Delimitado como está o recurso pelas conclusões das alegações, sem prejuízo de e em relação às mesmas não estar o tribunal sujeito à indagação, interpretação e aplicação das regras de direito, nem limitado ao conhecimento das questões de que cumpra oficiosamente conhecer – vide artigos 5º n.º 3, 608º n.º 2, 635º n.ºs 3 e 4 e 639º n.ºs 1 e 3 do CPC – resulta das formuladas pelo apelante ser questão a apreciar se todas as despesas apresentadas pelo AI e que o tribunal a quo não aprovou deveriam ter sido aprovadas.

III. FUNDAMENTAÇÃO
Para apreciação do assim decidido, importa considerar as seguintes vicissitudes processuais:
(extraídas do processo principal)
1) Por sentença proferida em 06/05/2011 nos autos principais foi declarada a insolvência de “C…, Lda.” com sede em Vila Nova de Gaia;
2) Na sentença referida em 1) foi nomeado como administrador da insolvência o Exmo. Sr. Dr. “B… da legal Lista do distrito judicial do Porto publicada no Diário da República, II Série, de 11 de Março de 2005 (cfr. artº 73. 36º, alª d), e 52º, nº 1, do C.I.R.E., e artº 28º, nº 6, da Lei nº 32/2004, de 22/07).”
3) Em 21/06/2011 foi junto aos autos relatório pelo AI nos termos do artigo 155º do CIRE.
Neste relatório é mencionado no ponto 3 que os documentos contabilísticos foram entregues no escritório do AI pela TOC da insolvente “Dra. D…”.
Neste mesmo relatório foram identificados os bens imóveis da insolvente, todos sitos em Vila Nova de Gaia.
4) Em ata de assembleia de credores realizada em 09/08/2011 foi constituída comissão de credores sendo nomeado Presidente da Comissão de Credores “E…, S.A.”;
5) Em 12/10/2011 foi junta aos autos ata nº 1 da comissão de credores da qual consta, entre o mais ter a Comissão deliberado “por unanimidade autorizar o AI a contratar o Exmo. Sr. Dr. F…, para efetuar perícia à contabilidade dos últimos 3 exercícios, concedendo ao mesmo um prazo de 15 dias para apresentar orçamento dos respetivos serviços”.
6) Em 09/12/2012 foi junta aos autos a ata nº 2 da comissão de credores realizada a 31/01/2012 no escritório do AI sito em Anadia.
Desta consta como ordem de trabalhos e deliberações:
«1. Contratação de TOC para (a) “tratamento contabilístico de todos os documentos, assessoria contabilística e fiscal e acompanhamento de processo de insolvência” pelo valor de 1.200,00€ + IVA/ano; e (b) realização de Perícia Contabilística pelo valor de 5.000,00€ acrescidos de IVA e despesas
(…).»

* _CONTEÚDO DOS DADOS_
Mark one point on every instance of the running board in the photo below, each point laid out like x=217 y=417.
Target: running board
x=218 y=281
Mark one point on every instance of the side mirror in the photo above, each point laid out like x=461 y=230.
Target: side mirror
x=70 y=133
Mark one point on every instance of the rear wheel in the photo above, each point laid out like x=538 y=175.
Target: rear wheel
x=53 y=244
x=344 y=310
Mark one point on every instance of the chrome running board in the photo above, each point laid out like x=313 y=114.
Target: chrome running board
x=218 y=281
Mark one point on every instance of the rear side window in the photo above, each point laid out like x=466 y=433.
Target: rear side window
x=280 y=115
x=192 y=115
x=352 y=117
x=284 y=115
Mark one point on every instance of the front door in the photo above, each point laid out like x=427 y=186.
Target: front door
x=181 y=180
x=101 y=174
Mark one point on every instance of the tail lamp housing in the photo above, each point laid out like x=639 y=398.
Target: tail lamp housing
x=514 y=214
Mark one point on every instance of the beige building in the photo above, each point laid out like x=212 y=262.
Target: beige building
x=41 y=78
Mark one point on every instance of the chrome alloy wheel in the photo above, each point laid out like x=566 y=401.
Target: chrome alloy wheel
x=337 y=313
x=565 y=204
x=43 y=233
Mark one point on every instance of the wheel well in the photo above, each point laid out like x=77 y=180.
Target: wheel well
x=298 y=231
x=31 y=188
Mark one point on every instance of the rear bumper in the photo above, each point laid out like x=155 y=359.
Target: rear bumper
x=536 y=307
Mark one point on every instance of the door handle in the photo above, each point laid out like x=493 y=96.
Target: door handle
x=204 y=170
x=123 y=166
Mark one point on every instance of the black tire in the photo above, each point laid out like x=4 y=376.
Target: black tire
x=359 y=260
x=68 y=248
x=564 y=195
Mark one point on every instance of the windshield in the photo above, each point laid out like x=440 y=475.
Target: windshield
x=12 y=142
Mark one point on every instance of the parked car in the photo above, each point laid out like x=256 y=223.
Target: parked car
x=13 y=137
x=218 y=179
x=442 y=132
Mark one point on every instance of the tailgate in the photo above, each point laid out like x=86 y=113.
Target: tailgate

* _PARTES DO EXERCÍCIO_
(a) Reproduza sem alterações as linhas do conjunto de dados, desde a que contém "Mark one point on every instance of the rear bumper" até à que contém "x=123 y=166", ambas incluídas.
(b) Retome o excerto sobre o processo de insolvência a partir do ponto em que termina.

* _RESULTADOS DO EXERCÍCIO_
(a)
Mark one point on every instance of the rear bumper in the photo above, each point laid out like x=155 y=359.
Target: rear bumper
x=536 y=307
Mark one point on every instance of the door handle in the photo above, each point laid out like x=493 y=96.
Target: door handle
x=204 y=170
x=123 y=166

(b)
Nesta assembleia destacou ainda o AI “o facto de que tem vindo a receber notificações da Direção de Finanças do Porto/Divisão de Inspeção Tributária que reclamam a intervenção urgente quer de um TOC quer de advogado especialista em direito tributário pelo que reiterou o pedido de autorização para a contratação do referido TOC, bem com agora também para a contratação de advogado.”
Submetida a votação, «foi deliberado por unanimidade autorizar a contratação do TOC relativamente aos dois orçamentos que apresentou, com a ressalva de que relativamente ao “tratamento contabilístico de todos os documentos, assessoria contabilística e fiscal e acompanhamento de processo de insolvência” pelo valor de 1.200,00€ + IVA/ano se deve considerar contratado apenas pelo período de um ano.»
7) Em 28/03/2017 e na sequência de comunicação da CAAJ relativamente a decisão de suspensão imediata das funções do Exmo. AI Sr. Dr. B…, foi nomeada nova AI a Sra. Dra. G….
8) Em 20/02/2020 a nova AI nomeada informa ter tomado conhecimento de que a atividade da insolvente apenas foi cessada em sede de IVA, tendo o TOC Dr. F… continuado a enviar os modelos 22 e IES, conforme doc. que juntou.
O doc. oferecido corresponde a mail enviado pelo TOC Dr. F… -(ADConta) onde o mesmo comunica ter a empresa “cessado em IVA a 30/01/2012” tendo-se mantido com as “as obrigações fiscais (Modelo 22 e IES)” submetidas nos anos de 2012 a 2018.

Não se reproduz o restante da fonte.